Provided material:
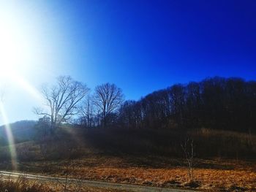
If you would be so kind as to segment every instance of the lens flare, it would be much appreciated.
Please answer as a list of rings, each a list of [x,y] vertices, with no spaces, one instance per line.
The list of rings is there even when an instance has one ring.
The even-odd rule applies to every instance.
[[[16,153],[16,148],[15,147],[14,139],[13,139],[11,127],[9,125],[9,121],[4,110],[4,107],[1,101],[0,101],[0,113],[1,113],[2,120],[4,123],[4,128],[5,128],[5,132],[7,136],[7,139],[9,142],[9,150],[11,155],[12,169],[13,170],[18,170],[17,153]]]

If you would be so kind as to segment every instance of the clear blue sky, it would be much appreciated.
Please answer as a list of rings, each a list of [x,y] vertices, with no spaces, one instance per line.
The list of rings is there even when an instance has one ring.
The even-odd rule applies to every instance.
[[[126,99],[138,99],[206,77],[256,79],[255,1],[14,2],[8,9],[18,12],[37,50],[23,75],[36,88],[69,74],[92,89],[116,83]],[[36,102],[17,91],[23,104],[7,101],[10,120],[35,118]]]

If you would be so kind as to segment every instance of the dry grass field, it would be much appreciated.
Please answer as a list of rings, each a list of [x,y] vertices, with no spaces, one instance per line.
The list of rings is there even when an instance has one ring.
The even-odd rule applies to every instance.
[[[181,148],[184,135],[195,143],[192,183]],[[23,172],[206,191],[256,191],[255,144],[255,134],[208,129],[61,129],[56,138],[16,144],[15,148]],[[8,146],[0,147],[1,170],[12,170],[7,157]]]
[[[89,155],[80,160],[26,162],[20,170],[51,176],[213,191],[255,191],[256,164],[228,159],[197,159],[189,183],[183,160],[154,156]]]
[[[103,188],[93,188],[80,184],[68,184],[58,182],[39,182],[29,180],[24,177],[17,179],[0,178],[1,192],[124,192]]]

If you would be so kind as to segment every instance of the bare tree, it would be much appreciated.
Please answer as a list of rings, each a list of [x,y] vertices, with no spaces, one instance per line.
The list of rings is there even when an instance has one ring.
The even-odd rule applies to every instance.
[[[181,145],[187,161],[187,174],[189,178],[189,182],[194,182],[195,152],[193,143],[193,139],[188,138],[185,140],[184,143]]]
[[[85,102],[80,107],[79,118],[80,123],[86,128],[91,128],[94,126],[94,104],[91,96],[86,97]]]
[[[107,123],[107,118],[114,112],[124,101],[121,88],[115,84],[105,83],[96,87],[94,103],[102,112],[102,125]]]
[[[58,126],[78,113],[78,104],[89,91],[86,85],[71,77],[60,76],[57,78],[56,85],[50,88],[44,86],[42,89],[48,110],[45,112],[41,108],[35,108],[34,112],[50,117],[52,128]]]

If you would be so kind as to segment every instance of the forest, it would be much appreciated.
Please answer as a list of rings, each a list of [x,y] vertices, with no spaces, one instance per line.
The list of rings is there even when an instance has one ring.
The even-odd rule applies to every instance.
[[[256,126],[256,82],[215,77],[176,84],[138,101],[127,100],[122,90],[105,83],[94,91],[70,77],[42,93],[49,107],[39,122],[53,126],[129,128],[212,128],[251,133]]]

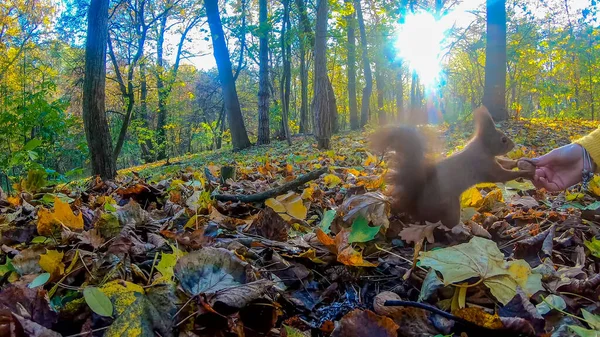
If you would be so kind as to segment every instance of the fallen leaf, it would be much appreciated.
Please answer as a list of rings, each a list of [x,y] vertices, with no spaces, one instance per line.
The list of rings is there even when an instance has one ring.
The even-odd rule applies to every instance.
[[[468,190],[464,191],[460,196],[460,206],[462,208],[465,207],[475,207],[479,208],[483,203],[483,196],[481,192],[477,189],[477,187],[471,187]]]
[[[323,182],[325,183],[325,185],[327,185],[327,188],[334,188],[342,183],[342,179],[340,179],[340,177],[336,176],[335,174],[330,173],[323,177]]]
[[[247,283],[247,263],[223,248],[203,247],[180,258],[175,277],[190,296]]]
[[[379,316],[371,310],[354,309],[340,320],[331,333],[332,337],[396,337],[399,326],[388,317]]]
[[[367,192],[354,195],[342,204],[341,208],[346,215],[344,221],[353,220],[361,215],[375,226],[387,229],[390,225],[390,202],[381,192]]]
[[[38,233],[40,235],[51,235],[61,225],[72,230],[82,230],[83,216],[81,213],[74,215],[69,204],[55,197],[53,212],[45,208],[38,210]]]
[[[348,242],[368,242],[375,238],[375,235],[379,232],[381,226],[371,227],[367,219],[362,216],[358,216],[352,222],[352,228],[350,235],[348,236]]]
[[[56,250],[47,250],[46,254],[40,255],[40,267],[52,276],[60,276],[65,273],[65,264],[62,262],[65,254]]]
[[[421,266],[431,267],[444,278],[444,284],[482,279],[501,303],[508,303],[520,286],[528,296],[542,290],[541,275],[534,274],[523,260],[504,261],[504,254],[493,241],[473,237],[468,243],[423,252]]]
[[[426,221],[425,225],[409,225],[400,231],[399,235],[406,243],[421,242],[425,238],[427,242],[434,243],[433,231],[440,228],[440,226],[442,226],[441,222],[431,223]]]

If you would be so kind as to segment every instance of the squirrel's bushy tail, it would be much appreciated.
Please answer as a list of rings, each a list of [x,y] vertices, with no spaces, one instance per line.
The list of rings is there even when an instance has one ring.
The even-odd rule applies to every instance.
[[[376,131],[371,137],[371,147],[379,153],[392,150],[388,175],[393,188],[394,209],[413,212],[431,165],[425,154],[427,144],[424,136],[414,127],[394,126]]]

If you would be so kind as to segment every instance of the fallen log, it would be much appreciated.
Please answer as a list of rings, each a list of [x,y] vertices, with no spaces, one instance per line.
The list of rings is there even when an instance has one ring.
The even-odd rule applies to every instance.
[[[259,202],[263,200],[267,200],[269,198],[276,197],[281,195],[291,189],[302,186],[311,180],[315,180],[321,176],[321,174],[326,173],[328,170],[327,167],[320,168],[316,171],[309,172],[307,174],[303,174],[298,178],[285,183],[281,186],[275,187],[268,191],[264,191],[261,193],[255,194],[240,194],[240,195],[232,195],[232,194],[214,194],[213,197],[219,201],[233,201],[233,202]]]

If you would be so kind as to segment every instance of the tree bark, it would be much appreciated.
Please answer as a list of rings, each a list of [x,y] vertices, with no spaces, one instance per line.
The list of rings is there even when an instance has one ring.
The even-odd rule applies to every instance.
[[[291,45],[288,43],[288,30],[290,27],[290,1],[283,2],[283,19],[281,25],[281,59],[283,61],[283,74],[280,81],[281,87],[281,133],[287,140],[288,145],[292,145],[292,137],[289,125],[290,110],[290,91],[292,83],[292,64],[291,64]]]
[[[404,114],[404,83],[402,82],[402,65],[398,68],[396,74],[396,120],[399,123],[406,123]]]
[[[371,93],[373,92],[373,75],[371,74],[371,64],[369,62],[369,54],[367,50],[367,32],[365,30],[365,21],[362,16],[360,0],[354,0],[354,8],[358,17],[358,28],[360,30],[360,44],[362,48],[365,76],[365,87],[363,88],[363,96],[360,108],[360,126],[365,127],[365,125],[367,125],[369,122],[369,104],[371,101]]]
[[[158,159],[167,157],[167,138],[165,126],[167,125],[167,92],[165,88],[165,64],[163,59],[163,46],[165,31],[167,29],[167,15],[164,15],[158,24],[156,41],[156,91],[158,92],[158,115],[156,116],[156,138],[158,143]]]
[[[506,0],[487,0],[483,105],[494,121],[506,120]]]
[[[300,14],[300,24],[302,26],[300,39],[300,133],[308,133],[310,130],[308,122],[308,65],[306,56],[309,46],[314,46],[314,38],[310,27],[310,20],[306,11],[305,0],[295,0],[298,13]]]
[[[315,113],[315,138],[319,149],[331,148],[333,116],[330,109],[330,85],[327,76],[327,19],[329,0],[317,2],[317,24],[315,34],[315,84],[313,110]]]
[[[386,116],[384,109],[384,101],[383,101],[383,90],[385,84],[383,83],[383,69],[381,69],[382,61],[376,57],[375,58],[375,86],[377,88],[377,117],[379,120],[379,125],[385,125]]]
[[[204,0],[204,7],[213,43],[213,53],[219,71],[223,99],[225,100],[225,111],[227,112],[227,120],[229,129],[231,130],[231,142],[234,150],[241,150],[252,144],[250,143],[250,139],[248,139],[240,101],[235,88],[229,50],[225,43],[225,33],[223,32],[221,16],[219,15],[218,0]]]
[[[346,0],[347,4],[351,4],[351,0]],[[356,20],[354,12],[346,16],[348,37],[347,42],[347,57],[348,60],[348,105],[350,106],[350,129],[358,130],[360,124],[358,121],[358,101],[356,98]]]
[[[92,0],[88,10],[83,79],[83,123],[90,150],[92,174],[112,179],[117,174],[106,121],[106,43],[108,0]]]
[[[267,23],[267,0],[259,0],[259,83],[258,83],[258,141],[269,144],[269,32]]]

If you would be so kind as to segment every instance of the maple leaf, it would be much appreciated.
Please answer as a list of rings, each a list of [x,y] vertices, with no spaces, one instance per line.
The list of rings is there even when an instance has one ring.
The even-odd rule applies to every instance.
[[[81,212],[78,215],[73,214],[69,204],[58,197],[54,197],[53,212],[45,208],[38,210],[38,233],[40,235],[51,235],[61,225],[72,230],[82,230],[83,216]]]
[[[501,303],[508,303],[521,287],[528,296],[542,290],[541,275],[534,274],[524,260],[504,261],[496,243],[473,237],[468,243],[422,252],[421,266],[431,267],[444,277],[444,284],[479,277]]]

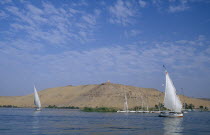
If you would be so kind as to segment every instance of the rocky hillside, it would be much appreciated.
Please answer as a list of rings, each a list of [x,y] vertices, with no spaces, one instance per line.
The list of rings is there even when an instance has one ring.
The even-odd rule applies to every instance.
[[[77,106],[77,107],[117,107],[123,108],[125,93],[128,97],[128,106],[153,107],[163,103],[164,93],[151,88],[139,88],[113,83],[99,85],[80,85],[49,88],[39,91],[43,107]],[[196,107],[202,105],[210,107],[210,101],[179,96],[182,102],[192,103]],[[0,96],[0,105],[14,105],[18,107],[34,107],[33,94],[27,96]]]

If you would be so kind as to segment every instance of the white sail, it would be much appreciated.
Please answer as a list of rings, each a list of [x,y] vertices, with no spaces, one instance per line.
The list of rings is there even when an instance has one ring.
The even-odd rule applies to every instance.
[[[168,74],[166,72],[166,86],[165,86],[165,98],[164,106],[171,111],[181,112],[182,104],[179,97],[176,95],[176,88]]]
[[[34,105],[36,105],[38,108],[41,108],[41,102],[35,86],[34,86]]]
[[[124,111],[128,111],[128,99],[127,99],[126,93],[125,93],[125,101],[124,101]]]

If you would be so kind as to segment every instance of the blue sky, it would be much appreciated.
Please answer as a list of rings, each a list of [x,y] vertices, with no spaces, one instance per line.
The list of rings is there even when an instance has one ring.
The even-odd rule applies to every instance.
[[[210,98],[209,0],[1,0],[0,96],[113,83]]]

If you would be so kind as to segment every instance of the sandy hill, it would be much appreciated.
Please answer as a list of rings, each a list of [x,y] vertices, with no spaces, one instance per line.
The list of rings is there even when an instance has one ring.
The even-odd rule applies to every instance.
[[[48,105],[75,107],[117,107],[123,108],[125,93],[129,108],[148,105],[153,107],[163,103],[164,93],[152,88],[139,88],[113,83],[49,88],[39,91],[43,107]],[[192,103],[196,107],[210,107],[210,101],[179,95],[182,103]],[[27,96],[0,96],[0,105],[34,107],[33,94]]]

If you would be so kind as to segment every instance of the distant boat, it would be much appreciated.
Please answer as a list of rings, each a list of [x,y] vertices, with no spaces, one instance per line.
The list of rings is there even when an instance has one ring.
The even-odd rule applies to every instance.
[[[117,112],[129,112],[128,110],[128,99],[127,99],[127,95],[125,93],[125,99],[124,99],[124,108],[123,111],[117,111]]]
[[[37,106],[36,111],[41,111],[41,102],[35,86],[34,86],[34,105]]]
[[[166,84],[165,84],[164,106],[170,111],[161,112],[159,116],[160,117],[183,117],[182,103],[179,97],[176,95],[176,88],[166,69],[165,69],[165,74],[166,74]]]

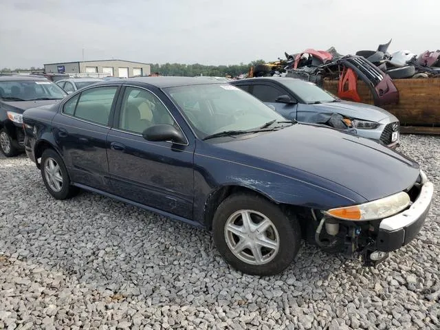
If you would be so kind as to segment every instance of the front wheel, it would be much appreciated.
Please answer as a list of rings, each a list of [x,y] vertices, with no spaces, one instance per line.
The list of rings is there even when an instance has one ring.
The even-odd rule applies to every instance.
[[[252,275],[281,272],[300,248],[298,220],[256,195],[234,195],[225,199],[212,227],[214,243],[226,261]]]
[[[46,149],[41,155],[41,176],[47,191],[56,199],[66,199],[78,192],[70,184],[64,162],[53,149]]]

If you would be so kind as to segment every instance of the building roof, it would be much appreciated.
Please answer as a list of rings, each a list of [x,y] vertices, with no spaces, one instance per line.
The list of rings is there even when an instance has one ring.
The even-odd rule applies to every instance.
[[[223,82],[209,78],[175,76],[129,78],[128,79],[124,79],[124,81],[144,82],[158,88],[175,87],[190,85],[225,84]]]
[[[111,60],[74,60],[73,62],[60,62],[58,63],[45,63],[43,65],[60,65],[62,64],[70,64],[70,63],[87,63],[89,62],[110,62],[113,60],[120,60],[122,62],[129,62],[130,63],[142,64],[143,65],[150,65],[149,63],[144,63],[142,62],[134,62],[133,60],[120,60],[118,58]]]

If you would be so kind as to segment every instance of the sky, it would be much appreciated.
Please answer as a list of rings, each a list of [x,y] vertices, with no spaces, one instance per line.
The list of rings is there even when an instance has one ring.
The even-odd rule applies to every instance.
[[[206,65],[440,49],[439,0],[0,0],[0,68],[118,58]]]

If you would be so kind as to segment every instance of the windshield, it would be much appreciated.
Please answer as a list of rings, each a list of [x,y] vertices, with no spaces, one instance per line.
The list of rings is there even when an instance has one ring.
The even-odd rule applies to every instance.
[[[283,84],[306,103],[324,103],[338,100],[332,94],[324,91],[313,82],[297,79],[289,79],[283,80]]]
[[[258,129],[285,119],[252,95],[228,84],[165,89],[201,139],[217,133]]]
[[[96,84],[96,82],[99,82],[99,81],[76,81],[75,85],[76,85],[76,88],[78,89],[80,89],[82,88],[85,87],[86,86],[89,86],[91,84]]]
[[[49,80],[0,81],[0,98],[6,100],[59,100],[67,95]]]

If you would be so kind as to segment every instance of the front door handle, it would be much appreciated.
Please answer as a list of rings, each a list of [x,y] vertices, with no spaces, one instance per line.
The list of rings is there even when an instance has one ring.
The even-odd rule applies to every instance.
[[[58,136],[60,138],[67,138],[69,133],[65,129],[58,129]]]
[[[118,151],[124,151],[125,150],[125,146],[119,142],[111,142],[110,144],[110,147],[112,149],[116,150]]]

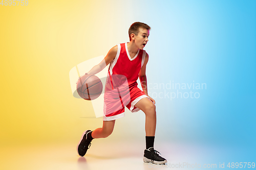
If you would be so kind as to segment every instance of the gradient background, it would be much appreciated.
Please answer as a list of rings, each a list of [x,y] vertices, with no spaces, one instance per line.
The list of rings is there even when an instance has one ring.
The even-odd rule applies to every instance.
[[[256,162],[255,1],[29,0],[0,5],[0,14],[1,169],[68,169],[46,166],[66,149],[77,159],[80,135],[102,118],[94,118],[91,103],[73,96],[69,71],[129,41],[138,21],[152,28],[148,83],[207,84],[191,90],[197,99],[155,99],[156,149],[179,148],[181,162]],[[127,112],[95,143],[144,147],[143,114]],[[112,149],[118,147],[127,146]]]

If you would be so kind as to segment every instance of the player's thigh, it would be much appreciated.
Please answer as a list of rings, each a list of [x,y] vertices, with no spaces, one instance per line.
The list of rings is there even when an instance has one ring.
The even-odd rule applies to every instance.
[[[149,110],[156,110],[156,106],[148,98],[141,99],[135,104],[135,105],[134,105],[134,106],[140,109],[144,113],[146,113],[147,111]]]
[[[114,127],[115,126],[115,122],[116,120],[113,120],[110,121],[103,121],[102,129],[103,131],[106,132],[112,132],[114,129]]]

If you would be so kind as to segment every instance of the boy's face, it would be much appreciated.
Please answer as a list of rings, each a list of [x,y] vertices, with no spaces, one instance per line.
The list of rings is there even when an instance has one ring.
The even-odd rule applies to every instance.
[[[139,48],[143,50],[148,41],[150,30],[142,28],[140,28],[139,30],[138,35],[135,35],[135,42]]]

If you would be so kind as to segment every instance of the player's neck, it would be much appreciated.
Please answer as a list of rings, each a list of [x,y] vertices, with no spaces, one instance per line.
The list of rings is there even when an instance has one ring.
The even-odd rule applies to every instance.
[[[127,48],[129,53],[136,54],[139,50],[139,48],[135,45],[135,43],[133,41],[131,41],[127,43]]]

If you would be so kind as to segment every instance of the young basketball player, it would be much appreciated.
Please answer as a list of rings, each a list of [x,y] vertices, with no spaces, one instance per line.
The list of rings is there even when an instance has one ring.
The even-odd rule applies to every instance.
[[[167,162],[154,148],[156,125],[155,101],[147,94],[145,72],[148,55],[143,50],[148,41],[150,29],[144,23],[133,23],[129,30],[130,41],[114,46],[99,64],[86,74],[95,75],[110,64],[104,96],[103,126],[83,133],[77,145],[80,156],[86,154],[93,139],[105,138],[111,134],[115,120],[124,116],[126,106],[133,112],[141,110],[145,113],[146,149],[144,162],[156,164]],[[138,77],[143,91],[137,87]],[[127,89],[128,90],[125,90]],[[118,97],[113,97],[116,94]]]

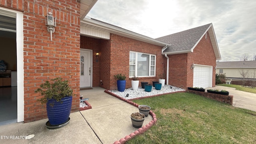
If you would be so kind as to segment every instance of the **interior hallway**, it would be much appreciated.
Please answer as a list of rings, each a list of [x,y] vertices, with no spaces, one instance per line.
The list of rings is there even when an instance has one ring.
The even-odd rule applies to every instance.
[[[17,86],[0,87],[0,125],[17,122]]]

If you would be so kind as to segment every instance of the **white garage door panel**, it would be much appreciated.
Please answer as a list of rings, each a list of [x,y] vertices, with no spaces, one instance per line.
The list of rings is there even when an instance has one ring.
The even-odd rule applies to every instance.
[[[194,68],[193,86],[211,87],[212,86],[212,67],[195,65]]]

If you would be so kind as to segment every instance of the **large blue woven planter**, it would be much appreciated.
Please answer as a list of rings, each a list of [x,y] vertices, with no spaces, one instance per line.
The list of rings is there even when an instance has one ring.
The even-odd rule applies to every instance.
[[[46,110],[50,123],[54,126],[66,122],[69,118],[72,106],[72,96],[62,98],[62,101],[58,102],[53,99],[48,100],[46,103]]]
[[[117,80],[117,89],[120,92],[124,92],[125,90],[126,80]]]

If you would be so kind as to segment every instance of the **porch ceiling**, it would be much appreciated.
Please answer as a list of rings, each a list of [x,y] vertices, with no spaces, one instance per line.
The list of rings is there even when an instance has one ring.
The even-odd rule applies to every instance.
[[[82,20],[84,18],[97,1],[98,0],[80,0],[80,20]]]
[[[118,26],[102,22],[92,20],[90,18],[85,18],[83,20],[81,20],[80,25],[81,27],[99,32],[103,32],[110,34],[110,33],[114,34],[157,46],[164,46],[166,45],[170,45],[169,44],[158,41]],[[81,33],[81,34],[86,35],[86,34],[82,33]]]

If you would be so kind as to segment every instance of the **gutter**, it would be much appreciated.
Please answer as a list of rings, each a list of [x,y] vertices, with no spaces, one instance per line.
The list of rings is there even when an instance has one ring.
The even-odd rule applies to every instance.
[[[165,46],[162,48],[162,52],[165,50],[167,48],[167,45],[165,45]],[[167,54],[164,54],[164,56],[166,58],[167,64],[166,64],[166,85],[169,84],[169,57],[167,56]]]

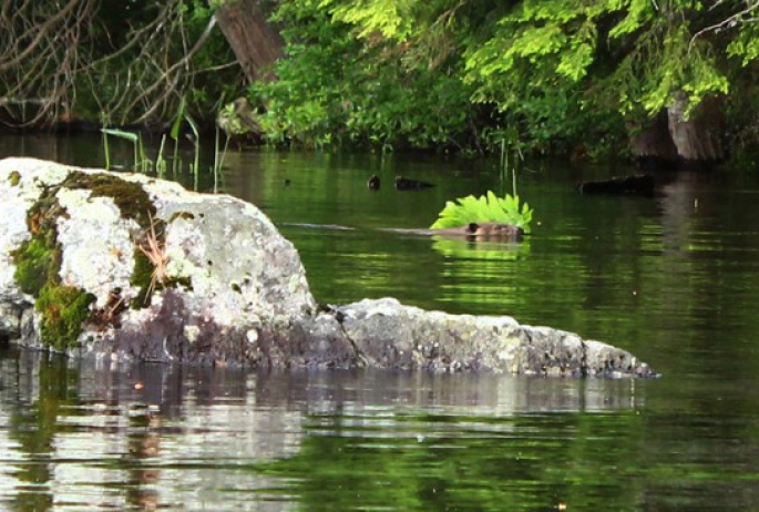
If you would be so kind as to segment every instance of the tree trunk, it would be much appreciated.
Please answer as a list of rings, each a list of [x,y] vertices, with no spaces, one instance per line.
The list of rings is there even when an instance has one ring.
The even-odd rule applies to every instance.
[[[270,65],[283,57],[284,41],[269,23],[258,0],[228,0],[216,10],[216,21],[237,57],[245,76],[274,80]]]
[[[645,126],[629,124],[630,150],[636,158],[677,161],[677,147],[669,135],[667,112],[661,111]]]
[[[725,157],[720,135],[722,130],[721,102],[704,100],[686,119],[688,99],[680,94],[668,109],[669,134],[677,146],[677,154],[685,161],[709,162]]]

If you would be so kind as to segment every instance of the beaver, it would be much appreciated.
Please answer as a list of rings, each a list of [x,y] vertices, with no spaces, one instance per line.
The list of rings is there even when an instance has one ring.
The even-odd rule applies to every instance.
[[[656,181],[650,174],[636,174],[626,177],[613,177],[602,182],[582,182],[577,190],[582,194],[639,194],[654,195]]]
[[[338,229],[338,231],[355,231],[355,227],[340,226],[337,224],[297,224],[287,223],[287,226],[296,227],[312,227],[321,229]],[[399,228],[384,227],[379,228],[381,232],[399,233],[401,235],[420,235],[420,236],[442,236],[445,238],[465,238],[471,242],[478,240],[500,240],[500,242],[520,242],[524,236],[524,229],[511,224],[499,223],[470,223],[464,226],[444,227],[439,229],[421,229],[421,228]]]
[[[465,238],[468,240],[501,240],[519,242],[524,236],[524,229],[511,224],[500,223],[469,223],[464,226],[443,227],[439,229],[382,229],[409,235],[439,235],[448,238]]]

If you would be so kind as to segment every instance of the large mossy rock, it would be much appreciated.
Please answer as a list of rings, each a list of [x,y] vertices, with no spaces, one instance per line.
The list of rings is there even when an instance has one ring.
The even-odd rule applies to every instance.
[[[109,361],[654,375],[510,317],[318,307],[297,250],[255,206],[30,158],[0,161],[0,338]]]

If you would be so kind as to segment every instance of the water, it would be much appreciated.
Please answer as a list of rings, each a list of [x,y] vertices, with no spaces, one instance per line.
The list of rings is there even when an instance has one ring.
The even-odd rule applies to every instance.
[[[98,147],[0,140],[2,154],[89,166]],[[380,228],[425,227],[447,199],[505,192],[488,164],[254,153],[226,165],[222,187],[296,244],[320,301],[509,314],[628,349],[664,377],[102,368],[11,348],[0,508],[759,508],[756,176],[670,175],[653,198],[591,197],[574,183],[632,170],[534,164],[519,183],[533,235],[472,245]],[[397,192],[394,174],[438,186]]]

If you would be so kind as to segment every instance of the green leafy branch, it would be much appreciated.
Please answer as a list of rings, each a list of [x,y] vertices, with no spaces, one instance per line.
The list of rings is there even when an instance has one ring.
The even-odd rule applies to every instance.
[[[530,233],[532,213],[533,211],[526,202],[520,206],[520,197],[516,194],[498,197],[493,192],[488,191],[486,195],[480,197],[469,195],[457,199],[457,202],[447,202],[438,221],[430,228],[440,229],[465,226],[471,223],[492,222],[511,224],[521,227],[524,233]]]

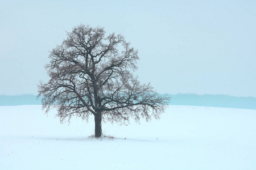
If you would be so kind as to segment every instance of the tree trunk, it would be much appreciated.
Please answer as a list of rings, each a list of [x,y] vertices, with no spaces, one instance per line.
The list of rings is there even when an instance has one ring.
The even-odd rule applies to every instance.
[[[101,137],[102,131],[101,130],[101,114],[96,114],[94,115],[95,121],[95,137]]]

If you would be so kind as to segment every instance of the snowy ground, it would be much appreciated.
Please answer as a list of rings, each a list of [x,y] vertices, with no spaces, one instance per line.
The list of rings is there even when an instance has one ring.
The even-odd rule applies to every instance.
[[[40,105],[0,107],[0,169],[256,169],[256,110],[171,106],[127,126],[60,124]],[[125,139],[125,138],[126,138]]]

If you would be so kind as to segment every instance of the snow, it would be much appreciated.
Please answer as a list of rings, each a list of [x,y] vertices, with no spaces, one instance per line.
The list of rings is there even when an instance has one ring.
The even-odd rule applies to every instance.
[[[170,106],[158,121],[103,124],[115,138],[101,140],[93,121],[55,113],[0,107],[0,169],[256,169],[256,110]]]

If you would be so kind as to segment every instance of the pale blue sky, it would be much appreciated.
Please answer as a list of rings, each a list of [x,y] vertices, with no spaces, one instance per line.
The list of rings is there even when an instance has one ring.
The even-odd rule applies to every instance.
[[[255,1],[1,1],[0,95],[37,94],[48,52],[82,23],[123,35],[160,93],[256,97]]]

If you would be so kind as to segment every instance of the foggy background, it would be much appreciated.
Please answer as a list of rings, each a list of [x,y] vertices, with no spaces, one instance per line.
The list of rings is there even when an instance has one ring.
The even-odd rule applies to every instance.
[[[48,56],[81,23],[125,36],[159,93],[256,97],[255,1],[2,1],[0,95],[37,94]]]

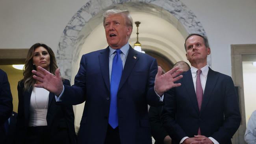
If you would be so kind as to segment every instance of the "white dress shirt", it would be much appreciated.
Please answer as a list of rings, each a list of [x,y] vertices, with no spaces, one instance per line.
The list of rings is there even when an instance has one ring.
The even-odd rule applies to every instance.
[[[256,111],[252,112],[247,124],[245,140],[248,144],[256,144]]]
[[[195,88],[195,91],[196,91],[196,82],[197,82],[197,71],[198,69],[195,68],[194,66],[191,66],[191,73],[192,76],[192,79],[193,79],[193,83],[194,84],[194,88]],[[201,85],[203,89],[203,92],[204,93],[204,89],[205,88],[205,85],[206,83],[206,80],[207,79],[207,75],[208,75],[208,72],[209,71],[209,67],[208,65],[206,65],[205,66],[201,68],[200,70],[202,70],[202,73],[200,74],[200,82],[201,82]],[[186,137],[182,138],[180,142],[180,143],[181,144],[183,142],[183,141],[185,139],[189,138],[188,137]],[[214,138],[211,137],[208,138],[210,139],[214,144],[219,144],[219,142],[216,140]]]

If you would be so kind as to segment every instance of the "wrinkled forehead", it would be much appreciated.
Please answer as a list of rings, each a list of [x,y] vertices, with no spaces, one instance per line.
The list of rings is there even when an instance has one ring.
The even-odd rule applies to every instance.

Required task: Pull out every line of the items above that contains the word "blue", and copy each one in full.

Full solution:
If you would be so kind as to segment every instance of the clear blue sky, it would be much appreciated.
If you would be so kind as to segment every instance of the blue sky, it would be much appreciated.
If you would be so kind as to segment every instance of the **large blue woven planter**, it would be much appreciated.
If you would be so kind as to segment every instance of the pale blue sky, it would be much appreciated.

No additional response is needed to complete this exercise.